▶ [Jouw opdracht]:
Beantwoord deze vragen met gegevens uit het artikel over Al-Zarqawi:
1. Uit hoeveel leden bestond de groep die Al-Zarqawi in 1994 in Jordanië had gevormd?
2. In welk jaar kreeg Al-Zarqawi gratie?
3. Welke drie doelen in Jordanië noemt het artikel voor de aanslag met chemische wapens die hij beraamde?

▶ [Gegeven tekst]:
<<<<

Buurlanden Irak vrezen invloed van terrorist Al-Zarqawi
HILVERSUM - In Jordanië maakt men zich grote zorgen over de toenemende macht en invloed van Abu Musab al-Zarqawi, de man die in buurland Irak verantwoordelijk is voor de meest bloedige aanslagen.
Overal waar zijn strijders in Irak steden en dorpen bezetten, wordt een Taliban-achtig regime ingevoerd en hebben etnische zuiveringen plaats waarbij vooral sjiieten het moeten ontgelden. Al-Zarqawi bedient zich daarbij van dezelfde methoden als de beruchte Joegoslavische oorlogsmisdadiger Arkan, die zelfs kinderen de rivier in liet gooien. Net als Arkan heeft Al-Zarqawi een verleden in de misdaad en beschikt hij over veel geld.Al-Zarqawi zelf is afkomstig uit Jordanië. Hij had daar in 1994 een soort Hofstadgroep van zestien leden gevormd. Tijdens huisbijeenkomsten hitste zijn charismatische mentor Mohammed al-Maqdisi de groepsleden op. Toen dit netwerk in 1994 op het punt stond een aantal aanslagen te plegen, werd het opgerold.
In 1999 kreeg Al-Zarqawi gratie, waarna hij naar Pakistan en Afghanistan vertrok. Daar sloot hij zich aan bij al-Qaida, waar hij het vertrouwen van Osama bin Laden won. In de oostelijk gelegen Afghaanse stad Herat werd hij vervolgens leider van een al-Qaida-kamp, waar onder meer geëxperimenteerd werd met chemische wapens.
Na de val van de Taliban dook Al-Zarqawi eerst in Iran en later in Syrië en Irak op. In april vorig jaar beraamde Al-Zarqawi, volgens Jane’s Intelligence Review van oktober dat jaar, een aanslag met chemische wapens op drie doelen in Jordanië: het hoofdkwartier van de geheime dienst GID, het kantoor van de premier en de Amerikaanse ambassade.

>>>>

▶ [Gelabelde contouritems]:
<<<<

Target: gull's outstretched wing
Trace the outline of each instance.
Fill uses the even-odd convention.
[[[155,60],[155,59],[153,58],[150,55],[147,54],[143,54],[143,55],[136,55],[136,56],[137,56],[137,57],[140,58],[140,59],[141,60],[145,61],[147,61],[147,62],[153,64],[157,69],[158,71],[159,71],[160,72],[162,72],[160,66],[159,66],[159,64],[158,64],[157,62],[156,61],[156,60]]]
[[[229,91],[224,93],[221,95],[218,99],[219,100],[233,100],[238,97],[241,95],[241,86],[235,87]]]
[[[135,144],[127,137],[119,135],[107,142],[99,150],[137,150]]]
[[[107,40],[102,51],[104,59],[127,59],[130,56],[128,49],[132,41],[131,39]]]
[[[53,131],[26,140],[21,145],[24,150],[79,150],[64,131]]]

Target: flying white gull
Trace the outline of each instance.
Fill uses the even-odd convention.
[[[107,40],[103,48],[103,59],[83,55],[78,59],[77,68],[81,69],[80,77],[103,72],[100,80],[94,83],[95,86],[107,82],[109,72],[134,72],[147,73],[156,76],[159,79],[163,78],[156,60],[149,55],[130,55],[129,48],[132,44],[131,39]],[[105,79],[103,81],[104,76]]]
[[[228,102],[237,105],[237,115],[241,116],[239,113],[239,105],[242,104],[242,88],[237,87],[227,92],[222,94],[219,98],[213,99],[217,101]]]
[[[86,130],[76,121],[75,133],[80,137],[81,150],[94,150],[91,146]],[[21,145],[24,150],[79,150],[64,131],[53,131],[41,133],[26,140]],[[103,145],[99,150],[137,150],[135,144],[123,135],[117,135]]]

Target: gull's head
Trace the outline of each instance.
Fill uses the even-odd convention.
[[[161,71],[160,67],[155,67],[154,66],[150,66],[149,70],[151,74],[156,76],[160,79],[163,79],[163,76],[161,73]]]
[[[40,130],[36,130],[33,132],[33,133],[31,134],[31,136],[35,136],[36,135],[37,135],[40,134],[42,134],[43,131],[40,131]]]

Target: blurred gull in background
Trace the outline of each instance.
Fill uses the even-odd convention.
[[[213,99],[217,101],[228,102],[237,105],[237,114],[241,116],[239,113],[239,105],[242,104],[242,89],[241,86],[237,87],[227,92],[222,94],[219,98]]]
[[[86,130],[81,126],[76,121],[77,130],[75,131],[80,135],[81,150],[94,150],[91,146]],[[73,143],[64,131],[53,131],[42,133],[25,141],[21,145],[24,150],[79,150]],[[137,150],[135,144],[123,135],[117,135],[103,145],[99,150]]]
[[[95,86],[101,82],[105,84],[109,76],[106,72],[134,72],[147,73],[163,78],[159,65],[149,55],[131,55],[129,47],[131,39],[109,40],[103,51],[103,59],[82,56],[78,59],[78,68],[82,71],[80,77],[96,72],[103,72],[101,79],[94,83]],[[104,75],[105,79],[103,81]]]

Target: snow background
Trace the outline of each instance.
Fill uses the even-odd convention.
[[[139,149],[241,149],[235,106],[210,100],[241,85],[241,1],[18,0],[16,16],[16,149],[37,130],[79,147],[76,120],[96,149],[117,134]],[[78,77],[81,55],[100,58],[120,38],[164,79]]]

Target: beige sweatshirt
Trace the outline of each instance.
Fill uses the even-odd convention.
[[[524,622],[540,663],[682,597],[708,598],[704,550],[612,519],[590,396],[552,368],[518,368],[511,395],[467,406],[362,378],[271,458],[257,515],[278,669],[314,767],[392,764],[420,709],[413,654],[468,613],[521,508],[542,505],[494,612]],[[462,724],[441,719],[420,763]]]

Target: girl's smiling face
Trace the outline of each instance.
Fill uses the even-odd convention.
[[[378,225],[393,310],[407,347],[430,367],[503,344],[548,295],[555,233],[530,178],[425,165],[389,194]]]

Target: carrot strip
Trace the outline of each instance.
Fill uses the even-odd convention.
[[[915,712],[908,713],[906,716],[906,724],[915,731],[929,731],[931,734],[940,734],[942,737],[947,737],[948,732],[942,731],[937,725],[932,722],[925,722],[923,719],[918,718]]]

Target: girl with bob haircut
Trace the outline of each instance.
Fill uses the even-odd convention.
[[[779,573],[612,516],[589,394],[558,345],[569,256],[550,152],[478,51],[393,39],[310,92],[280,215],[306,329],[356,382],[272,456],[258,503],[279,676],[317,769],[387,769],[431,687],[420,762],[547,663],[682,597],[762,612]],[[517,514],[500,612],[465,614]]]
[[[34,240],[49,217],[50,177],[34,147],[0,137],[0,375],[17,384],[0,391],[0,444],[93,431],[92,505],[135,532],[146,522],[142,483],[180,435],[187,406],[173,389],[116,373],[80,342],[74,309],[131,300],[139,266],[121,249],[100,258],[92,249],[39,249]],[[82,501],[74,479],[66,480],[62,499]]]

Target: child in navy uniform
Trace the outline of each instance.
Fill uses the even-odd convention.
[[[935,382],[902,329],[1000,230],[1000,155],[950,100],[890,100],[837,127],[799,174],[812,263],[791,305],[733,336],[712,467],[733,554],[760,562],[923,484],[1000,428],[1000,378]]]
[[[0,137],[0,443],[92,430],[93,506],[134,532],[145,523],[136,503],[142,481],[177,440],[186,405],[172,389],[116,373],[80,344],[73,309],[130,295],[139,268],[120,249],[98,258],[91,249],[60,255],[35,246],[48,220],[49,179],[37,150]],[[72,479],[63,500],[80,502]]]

>>>>

▶ [Resultaat opdracht]:
1. Uit zestien leden.
2. In 1999.
3. Het hoofdkwartier van de geheime dienst GID, het kantoor van de premier en de Amerikaanse ambassade.